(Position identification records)
-----
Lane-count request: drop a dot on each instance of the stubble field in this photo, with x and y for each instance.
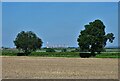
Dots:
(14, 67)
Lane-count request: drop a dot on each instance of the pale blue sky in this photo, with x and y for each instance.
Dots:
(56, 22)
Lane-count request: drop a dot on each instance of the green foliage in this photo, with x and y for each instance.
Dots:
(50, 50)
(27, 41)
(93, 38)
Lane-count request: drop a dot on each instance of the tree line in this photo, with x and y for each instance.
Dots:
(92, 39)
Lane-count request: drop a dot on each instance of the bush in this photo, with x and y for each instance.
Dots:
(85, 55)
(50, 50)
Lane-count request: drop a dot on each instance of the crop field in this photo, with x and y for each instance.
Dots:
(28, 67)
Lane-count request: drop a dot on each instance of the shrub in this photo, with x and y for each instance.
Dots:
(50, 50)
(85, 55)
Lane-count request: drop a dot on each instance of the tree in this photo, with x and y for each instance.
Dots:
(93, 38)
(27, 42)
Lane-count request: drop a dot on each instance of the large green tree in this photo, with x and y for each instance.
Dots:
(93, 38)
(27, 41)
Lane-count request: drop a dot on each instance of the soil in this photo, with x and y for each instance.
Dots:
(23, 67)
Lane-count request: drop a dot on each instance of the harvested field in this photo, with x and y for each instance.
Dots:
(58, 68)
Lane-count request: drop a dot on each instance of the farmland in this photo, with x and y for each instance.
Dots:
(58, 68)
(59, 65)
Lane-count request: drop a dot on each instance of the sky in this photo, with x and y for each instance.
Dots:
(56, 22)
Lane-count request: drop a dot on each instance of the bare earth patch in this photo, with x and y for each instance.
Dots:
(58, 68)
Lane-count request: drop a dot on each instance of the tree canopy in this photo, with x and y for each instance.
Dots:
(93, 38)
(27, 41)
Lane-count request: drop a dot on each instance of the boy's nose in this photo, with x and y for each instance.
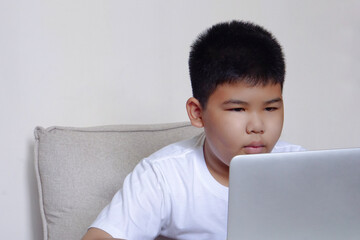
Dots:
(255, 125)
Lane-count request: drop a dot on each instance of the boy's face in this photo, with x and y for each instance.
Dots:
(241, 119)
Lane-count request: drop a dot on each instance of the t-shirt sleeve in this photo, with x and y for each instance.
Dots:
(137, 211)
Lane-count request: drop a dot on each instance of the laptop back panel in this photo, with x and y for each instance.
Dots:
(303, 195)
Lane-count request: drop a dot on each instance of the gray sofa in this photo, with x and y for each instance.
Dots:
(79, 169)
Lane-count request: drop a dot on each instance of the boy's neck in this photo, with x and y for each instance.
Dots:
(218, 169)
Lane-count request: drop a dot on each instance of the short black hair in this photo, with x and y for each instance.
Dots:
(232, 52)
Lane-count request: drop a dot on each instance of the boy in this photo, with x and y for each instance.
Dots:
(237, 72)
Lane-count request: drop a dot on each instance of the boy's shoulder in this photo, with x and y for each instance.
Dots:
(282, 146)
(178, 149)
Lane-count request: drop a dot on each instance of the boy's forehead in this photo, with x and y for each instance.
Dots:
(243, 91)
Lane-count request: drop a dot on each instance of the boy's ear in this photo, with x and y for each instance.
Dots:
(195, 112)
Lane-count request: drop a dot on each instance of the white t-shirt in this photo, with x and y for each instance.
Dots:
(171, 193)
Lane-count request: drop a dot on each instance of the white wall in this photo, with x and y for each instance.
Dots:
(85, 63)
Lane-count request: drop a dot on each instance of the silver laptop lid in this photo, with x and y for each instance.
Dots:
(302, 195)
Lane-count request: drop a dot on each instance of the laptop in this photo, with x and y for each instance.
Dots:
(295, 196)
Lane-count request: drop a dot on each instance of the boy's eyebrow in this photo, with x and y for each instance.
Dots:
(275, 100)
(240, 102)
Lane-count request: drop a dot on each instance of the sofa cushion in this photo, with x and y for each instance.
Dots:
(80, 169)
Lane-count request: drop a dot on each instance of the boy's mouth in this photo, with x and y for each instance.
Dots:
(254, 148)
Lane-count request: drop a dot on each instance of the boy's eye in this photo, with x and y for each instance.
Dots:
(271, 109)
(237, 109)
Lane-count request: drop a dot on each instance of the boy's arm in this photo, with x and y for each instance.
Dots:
-----
Task requirements:
Copy out each line word for word, please, skipping the images.

Completed exercise:
Lane-count request: drop a dot on each instance of the stubble field in this photo, with x and y for each instance.
Dots:
(14, 67)
Lane-count request: drop a dot on each instance of the pale blue sky in this photo, with x and y for each instance.
Dots:
(56, 22)
Lane-count request: drop a dot on each instance of the green foliage in this photo, with x and y for each instance.
Dots:
(50, 50)
(27, 41)
(93, 38)
Lane-count request: drop a dot on each instance of the tree line in this photo, with x and y for each instance.
Dots:
(92, 39)
Lane-count request: drop a dot on each instance of the bush in this photo, with x and y for each instance.
Dots:
(85, 55)
(50, 50)
Lane-count request: drop a dot on each instance of the crop field in this photo, with x and y for each instance.
Dots:
(28, 67)
Lane-count request: drop a dot on each instance of the shrub in this photo, with x and y for each instance.
Dots:
(50, 50)
(85, 55)
Lane-count request: drop a dot on each instance of the tree in this photo, with x and y for each instance.
Dots:
(93, 38)
(27, 42)
Lane-count request: drop a dot on each instance of the large green tree in this photo, with x and y for each instance.
Dots:
(93, 38)
(27, 41)
Lane-count request: drop a dot on each instance of the soil in this photo, with x and y for each instance.
Dots:
(23, 67)
Lane-count request: drop a dot on each instance of the harvested field in this photo, with x and y for each instance.
Dots:
(58, 68)
Lane-count request: drop a dot on each instance of the farmland in this photo, with x and y for each instance.
Dots:
(58, 68)
(59, 65)
Lane-count request: drop a dot on each instance of the sky in this photo, with x and y for each instance.
Dots:
(56, 22)
Lane-count request: drop a dot on each instance of the bare earth patch in this photo, with x and y for each instance.
Dots:
(58, 68)
Lane-count request: drop a dot on each instance of the tree canopy in this photo, with x and y for each instance.
Dots:
(93, 38)
(27, 41)
Lane-count request: drop a dot on each instance of the boy's nose in this photo, with x and y for each instance.
Dots:
(255, 125)
Lane-count request: drop a dot on each instance of the boy's face in this photo, with x and y for each instance.
Dots:
(241, 119)
Lane-count request: drop a dot on each instance of the t-shirt sleeve in this photo, with x and y for each instance.
Dots:
(137, 211)
Lane-count request: drop a dot on each instance of the laptop back panel in this photo, with x and y for each instance.
Dots:
(303, 195)
Lane-count request: drop a dot on each instance of the gray sofa in this photo, with x and y for each instance.
Dots:
(79, 169)
Lane-count request: drop a dot on each instance of the boy's neck in this photo, with x and y for each instance.
Dots:
(218, 169)
Lane-count request: drop a dot on each instance of the short black hair in this photo, with x and y for each instance.
Dots:
(232, 52)
Lane-count request: drop a dot on each instance of the boy in this photo, with x and y for each instance.
Dots:
(237, 72)
Lane-count request: drop a dot on each instance of the boy's shoulder in this photo, with x and y for each instance.
Dots:
(282, 146)
(178, 149)
Lane-count request: drop a dot on each instance of the boy's forehead in this photo, with x and y for each instance.
Dots:
(243, 91)
Lane-count request: drop a dot on each instance of the boy's ear in this photo, with x and y for each instance.
Dots:
(195, 112)
Lane-count request: drop a dot on each instance of the white t-shirt in this photo, with x and y for each instance.
Dots:
(171, 193)
Lane-count request: drop a dot on each instance of the white wall in this photo, with x and y for each instance.
Dots:
(85, 63)
Lane-count request: drop a dot on each instance of the silver laptop lid in this photo, with x and y for each instance.
Dots:
(302, 195)
Lane-count request: drop a dot on each instance of the laptop in this photo, with x and y for each instance.
Dots:
(295, 196)
Lane-count request: drop a dot on each instance of the boy's eyebrow in this photo, with x and y for each instance.
Dots:
(275, 100)
(240, 102)
Lane-count request: drop a dot on each instance of the sofa cushion in this photo, with x and y for each instance.
Dots:
(80, 169)
Lane-count request: drop a dot on each instance of the boy's mouth in this photo, with x and y for each instance.
Dots:
(254, 148)
Lane-count request: drop a dot on each instance of the boy's eye in this photo, with x and y for each instance.
Dots:
(271, 109)
(237, 109)
Lane-count request: drop a dot on each instance of the boy's arm in this photo, with x and y for each instance.
Dots:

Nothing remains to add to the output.